Give back all of the data exactly.

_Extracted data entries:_
== Segment start ==
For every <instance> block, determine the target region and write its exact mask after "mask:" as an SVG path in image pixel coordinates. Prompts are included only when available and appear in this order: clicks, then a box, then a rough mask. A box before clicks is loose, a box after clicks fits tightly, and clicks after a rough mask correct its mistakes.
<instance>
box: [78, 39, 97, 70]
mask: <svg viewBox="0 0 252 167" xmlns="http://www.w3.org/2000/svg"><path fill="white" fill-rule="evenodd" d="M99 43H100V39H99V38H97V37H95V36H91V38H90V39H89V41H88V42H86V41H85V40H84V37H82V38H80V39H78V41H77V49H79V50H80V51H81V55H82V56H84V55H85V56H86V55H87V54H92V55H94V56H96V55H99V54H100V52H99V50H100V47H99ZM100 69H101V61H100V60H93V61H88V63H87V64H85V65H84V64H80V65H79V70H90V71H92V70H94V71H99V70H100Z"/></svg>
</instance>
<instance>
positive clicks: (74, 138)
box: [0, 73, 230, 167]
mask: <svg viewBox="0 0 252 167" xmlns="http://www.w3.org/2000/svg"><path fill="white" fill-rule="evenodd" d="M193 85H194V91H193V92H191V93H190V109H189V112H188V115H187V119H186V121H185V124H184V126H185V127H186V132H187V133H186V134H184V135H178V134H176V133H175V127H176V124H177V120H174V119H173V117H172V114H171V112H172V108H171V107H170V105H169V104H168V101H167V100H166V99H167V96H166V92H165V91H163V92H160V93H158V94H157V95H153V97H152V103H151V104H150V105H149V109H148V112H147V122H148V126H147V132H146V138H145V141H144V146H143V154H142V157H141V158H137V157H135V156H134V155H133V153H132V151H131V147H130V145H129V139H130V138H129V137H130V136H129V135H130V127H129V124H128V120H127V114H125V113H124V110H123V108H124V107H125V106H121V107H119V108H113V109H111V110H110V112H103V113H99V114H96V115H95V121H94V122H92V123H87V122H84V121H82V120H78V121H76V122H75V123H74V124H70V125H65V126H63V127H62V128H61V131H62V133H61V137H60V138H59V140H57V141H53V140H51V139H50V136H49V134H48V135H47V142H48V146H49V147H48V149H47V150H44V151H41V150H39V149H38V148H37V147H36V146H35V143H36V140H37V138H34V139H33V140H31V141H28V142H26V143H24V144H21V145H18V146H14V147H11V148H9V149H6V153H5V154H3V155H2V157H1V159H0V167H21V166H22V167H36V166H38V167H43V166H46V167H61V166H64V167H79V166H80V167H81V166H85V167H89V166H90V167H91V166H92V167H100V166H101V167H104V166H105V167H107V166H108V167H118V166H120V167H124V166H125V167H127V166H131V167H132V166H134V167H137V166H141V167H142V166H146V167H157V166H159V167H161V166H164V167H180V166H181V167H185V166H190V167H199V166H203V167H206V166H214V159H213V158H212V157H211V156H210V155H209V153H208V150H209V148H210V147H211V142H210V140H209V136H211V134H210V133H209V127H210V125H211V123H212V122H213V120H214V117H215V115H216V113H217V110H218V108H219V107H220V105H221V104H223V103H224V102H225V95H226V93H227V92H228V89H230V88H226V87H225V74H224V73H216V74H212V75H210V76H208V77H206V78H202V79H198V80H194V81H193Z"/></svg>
== Segment end ==
_Solution to this problem:_
For every <instance> block, determine the target region and write its exact mask after "mask:" as an SVG path in image pixel coordinates. Prompts are included only when available and appear in this order: clicks, then a box, then a rough mask. A box before clicks is loose, a box after clicks fits tightly, and clicks after a rough mask correct its mistakes.
<instance>
box: [78, 39, 97, 70]
mask: <svg viewBox="0 0 252 167" xmlns="http://www.w3.org/2000/svg"><path fill="white" fill-rule="evenodd" d="M99 43H100V39H99V38H97V37H95V36H91V38H90V39H89V41H88V42H86V41H85V40H84V37H82V38H80V39H78V41H77V49H79V50H80V51H81V55H82V56H84V55H85V56H86V55H87V54H92V55H94V56H96V55H99V54H100V52H99V50H100V47H99ZM100 69H101V61H100V60H93V61H88V63H87V64H85V65H84V64H80V65H79V70H90V71H92V70H94V71H99V70H100Z"/></svg>
</instance>
<instance>
positive clicks: (74, 138)
box: [0, 73, 230, 167]
mask: <svg viewBox="0 0 252 167" xmlns="http://www.w3.org/2000/svg"><path fill="white" fill-rule="evenodd" d="M193 85H194V91H193V92H191V93H190V109H189V112H188V115H187V119H186V121H185V124H184V126H185V127H186V132H187V133H186V134H184V135H178V134H176V133H175V127H176V124H177V120H174V119H173V117H172V114H171V112H172V108H171V107H170V105H169V104H168V101H167V100H166V99H167V96H166V92H165V91H163V92H160V93H158V94H157V95H153V97H152V103H151V104H150V105H149V109H148V112H147V122H148V126H147V132H146V138H145V141H144V146H143V154H142V157H141V158H137V157H135V156H134V155H133V153H132V151H131V147H130V145H129V139H130V138H129V137H130V136H129V135H130V127H129V124H128V120H127V114H125V113H124V110H123V108H124V107H125V106H121V107H119V108H113V109H111V110H110V112H103V113H99V114H96V115H95V121H94V122H92V123H87V122H84V121H82V120H78V121H76V122H75V123H74V124H70V125H65V126H63V127H62V128H61V131H62V133H61V137H60V138H59V140H57V141H53V140H51V139H50V136H49V134H48V135H47V142H48V146H49V147H48V149H47V150H44V151H41V150H39V149H38V148H37V147H36V146H35V143H36V140H37V138H34V139H33V140H31V141H28V142H26V143H24V144H21V145H18V146H14V147H11V148H9V149H6V153H5V154H3V155H2V157H1V159H0V167H21V166H22V167H36V166H38V167H43V166H46V167H61V166H64V167H79V166H80V167H81V166H85V167H89V166H90V167H91V166H92V167H100V166H101V167H104V166H105V167H107V166H108V167H118V166H120V167H124V166H125V167H127V166H131V167H132V166H134V167H137V166H141V167H142V166H146V167H157V166H159V167H161V166H164V167H180V166H181V167H185V166H190V167H199V166H203V167H206V166H214V159H213V158H212V157H211V156H210V155H209V153H208V150H209V148H210V147H211V142H210V140H209V136H211V134H210V133H209V127H210V125H211V123H212V122H213V120H214V117H215V115H216V113H217V110H218V108H219V107H220V105H221V104H223V103H224V102H225V95H226V93H227V92H228V89H230V88H226V87H225V74H224V73H216V74H212V75H210V76H208V77H206V78H202V79H198V80H194V81H193Z"/></svg>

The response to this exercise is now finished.